Zadanie 1 =
Wybierz z rekordów i przepisz wszystkie wiersze, w których występuje słowo "child". Wielkość liter ma znaczenie.

Podany fragment =
※

Ten dziwny sernikowy stan, to poczucie niesprecyzowanej  pewności, pozbycie się wszystkich myśli, czysty umysł. Moment kiedy nie ma nic i jest wszystko*. Może dlatego tak trudno go nazwać. Stan niemal idealny. I można go potem wszędzie przywołać. Wystarczy wyciągnąć pudełko z kawałkiem serowego deseru.
Jest jeszcze coś. Podarowanie Komuś kremowego kawałka cieszy bardziej, niż w przypadku innych słodkich prezentów. 

Słodkie bazyliowe róże z dodatkiem soku z cytryny i wody z kwiatów pomarańczy. Polane aromatycznym sosem poziomkowo - truskawkowym.  Z dedykacją dla wszystkich, którzy przepadli w świecie pełnym serników.































MAŁE SERNIKI BAZYLIOWE

M a s a   s e r o w a:
600 g półtłustego sera białego, trzykrotnie zmielonego
130 g cukru
60 g masła
3 jajka - osobno białka i żółtka
1 łyżka wody z kwiatów pomarańczy
1 łyżka skrobi kukurydzianej
niewielki pęczek bazylii (bazylia zapełniłaby prawie dwie ramekinki)

※

Zadanie 2 =
Wypisz dosłownie fragment tekstu o sernikach bazyliowych zawarty między "Słodkie bazyliowe róże" a "świecie pełnym serników.", łącznie z tymi słowami.

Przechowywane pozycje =
※

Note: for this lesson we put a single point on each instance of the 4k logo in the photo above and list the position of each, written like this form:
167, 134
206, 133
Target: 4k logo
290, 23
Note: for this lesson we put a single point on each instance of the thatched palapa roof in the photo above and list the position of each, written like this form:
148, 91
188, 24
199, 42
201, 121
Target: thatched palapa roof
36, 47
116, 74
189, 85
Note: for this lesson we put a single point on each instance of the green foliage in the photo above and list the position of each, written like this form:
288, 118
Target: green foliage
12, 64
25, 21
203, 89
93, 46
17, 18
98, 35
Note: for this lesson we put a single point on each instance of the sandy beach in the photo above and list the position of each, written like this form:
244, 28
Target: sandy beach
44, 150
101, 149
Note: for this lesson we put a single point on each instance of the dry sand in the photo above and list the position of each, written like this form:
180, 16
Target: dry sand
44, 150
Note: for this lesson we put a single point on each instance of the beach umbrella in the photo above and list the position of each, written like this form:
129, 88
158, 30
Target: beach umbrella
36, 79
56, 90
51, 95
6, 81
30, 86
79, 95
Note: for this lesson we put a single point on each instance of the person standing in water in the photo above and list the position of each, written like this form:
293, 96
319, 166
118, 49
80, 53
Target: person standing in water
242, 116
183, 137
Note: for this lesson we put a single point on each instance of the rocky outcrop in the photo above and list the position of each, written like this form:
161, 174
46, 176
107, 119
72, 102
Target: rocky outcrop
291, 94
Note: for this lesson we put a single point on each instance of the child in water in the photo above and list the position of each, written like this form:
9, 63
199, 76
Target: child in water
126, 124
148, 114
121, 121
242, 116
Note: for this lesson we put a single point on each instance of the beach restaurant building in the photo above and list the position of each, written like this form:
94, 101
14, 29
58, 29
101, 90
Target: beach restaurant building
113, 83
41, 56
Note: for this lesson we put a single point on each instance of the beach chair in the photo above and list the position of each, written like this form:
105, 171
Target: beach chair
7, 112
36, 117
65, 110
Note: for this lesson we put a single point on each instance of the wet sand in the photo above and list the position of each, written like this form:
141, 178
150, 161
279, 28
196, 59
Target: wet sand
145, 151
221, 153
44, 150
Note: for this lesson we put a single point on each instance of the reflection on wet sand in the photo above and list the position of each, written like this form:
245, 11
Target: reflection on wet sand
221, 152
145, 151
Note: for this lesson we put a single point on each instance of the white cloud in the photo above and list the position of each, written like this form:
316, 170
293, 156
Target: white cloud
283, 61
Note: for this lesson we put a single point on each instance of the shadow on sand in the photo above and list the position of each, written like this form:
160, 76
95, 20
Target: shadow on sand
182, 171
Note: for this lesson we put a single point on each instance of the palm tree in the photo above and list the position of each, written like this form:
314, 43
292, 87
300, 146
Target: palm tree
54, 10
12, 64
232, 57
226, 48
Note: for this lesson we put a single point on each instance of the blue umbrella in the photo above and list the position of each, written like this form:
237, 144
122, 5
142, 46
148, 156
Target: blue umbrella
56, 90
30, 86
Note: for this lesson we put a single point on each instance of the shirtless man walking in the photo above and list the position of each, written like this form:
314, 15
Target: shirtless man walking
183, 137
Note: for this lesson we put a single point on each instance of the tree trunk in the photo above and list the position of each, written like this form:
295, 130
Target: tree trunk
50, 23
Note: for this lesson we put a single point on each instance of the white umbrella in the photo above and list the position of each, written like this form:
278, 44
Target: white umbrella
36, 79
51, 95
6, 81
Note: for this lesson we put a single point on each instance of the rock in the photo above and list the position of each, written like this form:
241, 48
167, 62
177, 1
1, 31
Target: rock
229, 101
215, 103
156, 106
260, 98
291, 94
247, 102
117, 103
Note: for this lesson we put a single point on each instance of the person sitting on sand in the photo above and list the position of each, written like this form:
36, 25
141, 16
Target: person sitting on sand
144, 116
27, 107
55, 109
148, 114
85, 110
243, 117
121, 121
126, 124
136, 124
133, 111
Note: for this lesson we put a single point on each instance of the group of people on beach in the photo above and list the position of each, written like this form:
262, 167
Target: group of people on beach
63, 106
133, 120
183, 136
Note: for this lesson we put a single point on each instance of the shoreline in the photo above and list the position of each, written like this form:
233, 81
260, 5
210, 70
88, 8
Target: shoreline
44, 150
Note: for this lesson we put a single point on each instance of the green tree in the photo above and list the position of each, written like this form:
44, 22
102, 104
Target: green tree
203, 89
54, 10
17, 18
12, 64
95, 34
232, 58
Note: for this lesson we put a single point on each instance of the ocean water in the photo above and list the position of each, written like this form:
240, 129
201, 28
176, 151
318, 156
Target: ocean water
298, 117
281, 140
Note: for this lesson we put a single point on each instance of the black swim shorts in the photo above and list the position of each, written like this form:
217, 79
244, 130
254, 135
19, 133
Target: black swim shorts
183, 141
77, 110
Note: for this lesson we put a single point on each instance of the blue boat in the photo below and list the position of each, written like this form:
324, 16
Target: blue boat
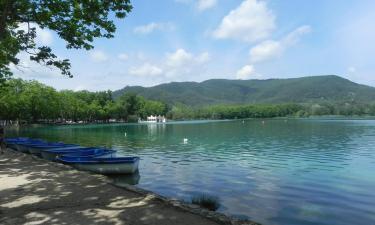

※

Rozwiązanie pisemne 1 =
Note: for this lesson we put a single point on each instance of the child in water in the photo above and list the position of each, written like this form:
Target: child in water

Rozwiązanie pisemne 2 =
Słodkie bazyliowe róże z dodatkiem soku z cytryny i wody z kwiatów pomarańczy. Polane aromatycznym sosem poziomkowo - truskawkowym.  Z dedykacją dla wszystkich, którzy przepadli w świecie pełnym serników.